::: MATERIAL FOR THIS EXERCISE :::

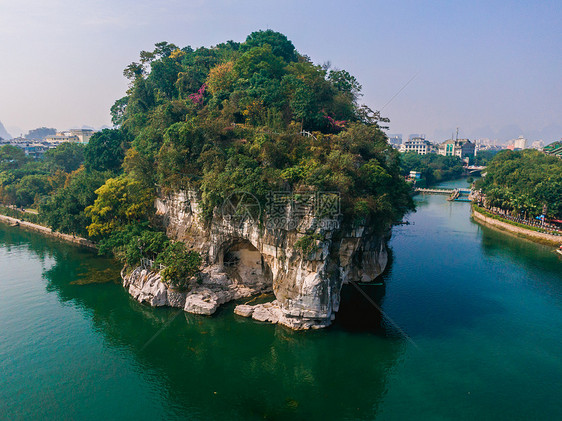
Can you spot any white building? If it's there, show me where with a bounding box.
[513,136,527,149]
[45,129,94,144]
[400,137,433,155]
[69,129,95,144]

:::
::: MATERIAL FOR THIS EXERCISE :::

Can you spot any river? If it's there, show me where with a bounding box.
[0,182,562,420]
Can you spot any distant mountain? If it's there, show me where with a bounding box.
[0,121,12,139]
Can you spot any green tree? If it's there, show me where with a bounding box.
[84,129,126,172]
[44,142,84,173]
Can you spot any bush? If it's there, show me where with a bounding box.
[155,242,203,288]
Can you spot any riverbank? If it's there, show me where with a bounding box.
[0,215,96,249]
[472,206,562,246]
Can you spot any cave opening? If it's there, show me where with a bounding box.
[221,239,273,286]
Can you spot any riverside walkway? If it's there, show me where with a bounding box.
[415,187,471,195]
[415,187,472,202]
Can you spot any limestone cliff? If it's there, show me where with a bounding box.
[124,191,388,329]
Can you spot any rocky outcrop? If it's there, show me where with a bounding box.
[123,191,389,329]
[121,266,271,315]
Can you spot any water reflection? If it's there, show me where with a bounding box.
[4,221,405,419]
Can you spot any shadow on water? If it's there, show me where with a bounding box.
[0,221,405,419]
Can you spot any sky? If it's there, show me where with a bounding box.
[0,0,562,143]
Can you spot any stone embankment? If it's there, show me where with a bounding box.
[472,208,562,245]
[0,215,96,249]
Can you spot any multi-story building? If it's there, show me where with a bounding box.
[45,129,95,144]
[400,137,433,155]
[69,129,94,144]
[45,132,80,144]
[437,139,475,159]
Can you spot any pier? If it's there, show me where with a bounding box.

:::

SHORT TASK
Retype the items from the line that contains "Can you spot any white" through the line that contains "[69,129,95,144]", both of those lines included, keeping every character identical.

WRITTEN ANSWER
Can you spot any white building? If it's there, show me where with a bounding box.
[513,136,527,149]
[45,129,94,144]
[400,137,433,155]
[69,129,95,144]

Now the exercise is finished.